_Problem description_. Shift every coordinate in the answers up by 5, and write out again the material from the line with "Target: dust suppression cannon" to the line with "x=513 y=613", including both of those lines and the requests.

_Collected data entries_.
"""

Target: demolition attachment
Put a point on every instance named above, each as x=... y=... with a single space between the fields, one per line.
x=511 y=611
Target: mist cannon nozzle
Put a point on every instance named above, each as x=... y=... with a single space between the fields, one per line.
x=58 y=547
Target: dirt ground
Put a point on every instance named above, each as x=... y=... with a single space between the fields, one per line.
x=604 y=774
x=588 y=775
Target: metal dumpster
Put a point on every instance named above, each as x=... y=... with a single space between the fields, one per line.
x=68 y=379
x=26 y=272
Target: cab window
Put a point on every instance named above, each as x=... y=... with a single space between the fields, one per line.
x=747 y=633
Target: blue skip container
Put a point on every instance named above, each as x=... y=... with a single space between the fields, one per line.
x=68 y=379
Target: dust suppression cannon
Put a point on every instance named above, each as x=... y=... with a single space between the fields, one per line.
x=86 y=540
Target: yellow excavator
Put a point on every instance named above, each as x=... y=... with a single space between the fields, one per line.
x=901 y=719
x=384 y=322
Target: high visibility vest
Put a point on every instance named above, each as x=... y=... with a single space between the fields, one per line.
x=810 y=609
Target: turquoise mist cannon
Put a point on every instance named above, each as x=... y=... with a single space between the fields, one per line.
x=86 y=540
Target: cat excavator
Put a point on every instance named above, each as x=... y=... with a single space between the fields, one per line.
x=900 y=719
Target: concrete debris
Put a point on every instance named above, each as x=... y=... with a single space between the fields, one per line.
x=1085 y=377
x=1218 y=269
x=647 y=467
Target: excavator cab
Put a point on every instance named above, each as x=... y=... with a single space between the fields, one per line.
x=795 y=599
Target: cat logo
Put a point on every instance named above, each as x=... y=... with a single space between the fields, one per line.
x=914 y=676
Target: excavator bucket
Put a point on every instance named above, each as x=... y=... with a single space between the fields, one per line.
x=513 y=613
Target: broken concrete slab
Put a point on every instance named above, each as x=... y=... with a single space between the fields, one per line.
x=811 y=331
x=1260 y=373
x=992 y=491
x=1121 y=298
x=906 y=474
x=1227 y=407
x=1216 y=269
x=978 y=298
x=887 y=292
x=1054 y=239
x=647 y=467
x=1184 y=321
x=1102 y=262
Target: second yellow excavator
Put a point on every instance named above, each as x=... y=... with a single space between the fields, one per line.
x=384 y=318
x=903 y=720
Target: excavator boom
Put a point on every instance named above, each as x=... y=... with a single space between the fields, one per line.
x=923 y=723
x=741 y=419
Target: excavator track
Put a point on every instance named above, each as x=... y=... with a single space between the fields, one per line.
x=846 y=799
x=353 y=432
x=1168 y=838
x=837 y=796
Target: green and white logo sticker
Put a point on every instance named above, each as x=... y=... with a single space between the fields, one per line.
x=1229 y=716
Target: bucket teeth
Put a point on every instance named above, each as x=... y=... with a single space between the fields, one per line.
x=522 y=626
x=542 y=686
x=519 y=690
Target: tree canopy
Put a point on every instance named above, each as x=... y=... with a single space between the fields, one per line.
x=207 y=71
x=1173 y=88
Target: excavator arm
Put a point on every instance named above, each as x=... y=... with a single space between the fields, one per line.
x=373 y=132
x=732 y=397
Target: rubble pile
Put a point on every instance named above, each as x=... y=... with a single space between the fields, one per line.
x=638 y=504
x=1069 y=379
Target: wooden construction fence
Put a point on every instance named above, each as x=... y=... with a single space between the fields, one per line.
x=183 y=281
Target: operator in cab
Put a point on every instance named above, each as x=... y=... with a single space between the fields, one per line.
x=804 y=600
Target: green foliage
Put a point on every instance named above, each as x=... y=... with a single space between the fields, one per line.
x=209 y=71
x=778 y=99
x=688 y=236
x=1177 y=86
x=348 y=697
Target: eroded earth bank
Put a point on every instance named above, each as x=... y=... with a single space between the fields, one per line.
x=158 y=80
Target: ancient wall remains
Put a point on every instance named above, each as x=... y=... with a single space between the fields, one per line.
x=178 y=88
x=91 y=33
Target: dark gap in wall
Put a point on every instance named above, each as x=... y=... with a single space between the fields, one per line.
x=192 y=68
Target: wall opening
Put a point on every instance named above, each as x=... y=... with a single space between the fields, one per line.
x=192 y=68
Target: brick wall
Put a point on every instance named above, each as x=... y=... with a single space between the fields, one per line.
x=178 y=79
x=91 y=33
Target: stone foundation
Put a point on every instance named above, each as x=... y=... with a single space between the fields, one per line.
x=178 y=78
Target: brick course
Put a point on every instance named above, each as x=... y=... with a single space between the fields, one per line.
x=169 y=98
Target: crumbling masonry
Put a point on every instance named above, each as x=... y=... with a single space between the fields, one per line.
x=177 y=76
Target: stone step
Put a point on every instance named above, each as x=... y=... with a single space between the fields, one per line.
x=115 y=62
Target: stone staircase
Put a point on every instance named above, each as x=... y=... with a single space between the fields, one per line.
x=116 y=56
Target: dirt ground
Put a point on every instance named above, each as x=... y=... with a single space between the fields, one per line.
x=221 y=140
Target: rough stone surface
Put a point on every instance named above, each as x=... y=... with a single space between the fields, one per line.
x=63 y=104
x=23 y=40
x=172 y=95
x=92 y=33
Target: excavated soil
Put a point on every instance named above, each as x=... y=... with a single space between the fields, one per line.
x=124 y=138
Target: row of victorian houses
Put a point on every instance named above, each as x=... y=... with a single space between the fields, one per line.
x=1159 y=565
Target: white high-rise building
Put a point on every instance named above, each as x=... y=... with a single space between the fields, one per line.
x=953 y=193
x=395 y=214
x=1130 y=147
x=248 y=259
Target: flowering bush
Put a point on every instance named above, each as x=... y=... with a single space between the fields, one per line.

"""

_Written solution_.
Target: dust suppression cannon
Put a point on every instance named above, each as x=... y=... with a single space between the fields, one per line.
x=91 y=545
Target: yellow excavator
Put a point on every instance named above, each as x=... y=... with a single space between the fields, one per line.
x=906 y=724
x=389 y=327
Target: high visibility vest
Put a point on every instance named above, each as x=... y=... with a single space between the fields, one per line.
x=815 y=614
Target: turquoise mist cannon
Put a point on every instance named above, each as x=... y=... with a single space between the fields, one per line.
x=91 y=545
Target: cat excavator
Put a point on every instance named above, each as x=... y=... with a single space between the fields, one per line.
x=905 y=724
Target: concrete debris
Put a point on every instance named above, each as x=... y=... with a single space between the fields, one per line.
x=1090 y=382
x=1223 y=274
x=652 y=472
Target: excavator cab
Put a point on every instance named above, each as x=... y=... with a single space between the fields, one per line.
x=800 y=604
Target: cat logo
Put a point on every instance named above, each as x=... y=... with a single space between the fields, one per line.
x=919 y=681
Target: excavator bucket
Put a point on every instance named above, each as x=... y=... with a single space between the fields, one per line.
x=518 y=618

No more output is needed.